Jay Parsons on Multifamily Recovery, Market Selection & The 2027 Opportunity
The REdirect Podcast
Jay Parsons on Multifamily Recovery, Market Selection & The 2027 Opportunity
June 25, 2026
The multifamily sector is finally moving beyond its historic supply wave but recovery won't look like the boom years investors remember. In this episode of REdirect, Jonathan Spitz sits down with rental housing economist Jay Parsons to explore where multifamily stands today, why supply is no longer the primary story, and how investors can position for the next phase of the cycle by focusing on fundamentals, market selection, and long-term conviction.

What if the multifamily market's recovery is already underway but most investors are still looking in the wrong places? 

In this episode of REdirect, Jonathan Spitz welcomes Jay Parsons, one of the most respected voices in rental housing economics, to break down the realities of today's apartment market and why the industry's long-awaited recovery will look very different from past cycles.

Drawing on years of advising REITs, operators, lenders, and institutional investors, Jay explains how the sector survived one of the largest supply waves in modern history and why the conversation is now shifting from construction deliveries to demand fundamentals. With new supply projected to fall sharply over the next two years, investors are beginning to focus on where rent growth, occupancy, and long-term value creation will emerge.

The discussion explores why submarket selection has become more important than choosing the right metro area, how tier-two markets are quietly outperforming many high-growth cities, and why investors must rethink valuation expectations in an environment where cap rates remain stubbornly compressed.

Jay also dives into regulatory risks, the disconnect between public and private market pricing, and why the most compelling opportunities may require patience rather than aggressive short-term return expectations.

Whether you're an apartment owner, allocator, REIT investor, or real estate operator, this conversation provides a practical framework for navigating the next stage of the multifamily cycle and understanding why 2027 may ultimately be the year investors have been waiting for.



What You'll Learn:
Why "survive until 2025" became "survive through 2025"
The industry underestimated how long the supply wave would last. Even in 2025, apartment deliveries remained among the highest levels seen in decades, forcing operators to reset expectations around rent growth and occupancy.

Why demand is now the key variable
With new deliveries projected to decline dramatically, future performance will depend less on construction activity and more on job growth, household formation, and renter demand.

The "flight to quality within markets" framework
Success today is increasingly driven by submarket selection rather than broad metro-level bets. High-quality locations with strong amenities, infrastructure, and diverse employment bases are outperforming weaker pockets within the same city.

**INSTRUCTIONS:**
1) Answer these questions using the episode description:
(a) Who talks with Jay Parsons in this episode of REdirect?
(b) On what date was the episode published?
(c) Under "Why demand is now the key variable," which three factors will future performance depend on?
2) Copy the passage of the episode description between "Why demand is" and "and renter demand.", inclusive, word for word.

[Coordinate labeling data]
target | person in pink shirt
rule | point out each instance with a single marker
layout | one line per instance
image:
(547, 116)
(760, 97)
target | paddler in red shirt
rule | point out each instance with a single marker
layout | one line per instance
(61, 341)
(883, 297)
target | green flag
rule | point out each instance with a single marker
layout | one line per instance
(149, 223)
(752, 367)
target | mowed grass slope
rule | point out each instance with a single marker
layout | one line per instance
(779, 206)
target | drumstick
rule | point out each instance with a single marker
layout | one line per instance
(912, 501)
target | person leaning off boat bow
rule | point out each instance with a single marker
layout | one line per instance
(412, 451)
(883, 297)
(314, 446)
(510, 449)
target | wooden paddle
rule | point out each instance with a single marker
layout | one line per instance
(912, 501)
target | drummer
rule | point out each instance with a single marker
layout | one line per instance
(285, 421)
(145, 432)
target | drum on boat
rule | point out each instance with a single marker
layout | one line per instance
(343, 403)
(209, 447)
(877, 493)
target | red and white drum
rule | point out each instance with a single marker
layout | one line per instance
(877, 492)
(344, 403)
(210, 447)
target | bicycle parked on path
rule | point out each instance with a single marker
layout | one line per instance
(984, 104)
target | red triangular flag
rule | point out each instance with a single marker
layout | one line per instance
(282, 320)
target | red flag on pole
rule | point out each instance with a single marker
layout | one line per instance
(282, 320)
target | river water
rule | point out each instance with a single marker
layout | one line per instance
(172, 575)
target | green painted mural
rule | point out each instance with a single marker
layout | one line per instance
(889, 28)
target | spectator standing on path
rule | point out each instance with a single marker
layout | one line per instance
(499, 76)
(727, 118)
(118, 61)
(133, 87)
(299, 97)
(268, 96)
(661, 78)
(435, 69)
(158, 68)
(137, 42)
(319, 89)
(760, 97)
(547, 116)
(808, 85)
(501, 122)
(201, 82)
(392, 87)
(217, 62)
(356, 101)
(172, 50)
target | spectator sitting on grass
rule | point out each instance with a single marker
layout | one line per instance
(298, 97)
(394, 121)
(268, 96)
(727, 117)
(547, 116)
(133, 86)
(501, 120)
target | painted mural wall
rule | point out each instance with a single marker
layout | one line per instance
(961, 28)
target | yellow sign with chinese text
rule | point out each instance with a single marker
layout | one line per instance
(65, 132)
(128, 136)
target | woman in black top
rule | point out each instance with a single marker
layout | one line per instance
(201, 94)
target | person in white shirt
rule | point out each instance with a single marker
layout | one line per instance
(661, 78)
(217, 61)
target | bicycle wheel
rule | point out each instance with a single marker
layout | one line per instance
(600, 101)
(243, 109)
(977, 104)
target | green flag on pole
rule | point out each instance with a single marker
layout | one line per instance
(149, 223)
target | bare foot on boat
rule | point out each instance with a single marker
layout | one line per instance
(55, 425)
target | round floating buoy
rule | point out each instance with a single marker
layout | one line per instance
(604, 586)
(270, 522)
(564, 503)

**COMPLETE ANSWERS:**
1)
(a) Jonathan Spitz
(b) June 25, 2026
(c) Job growth, household formation, and renter demand

2)
Why demand is now the key variable
With new deliveries projected to decline dramatically, future performance will depend less on construction activity and more on job growth, household formation, and renter demand.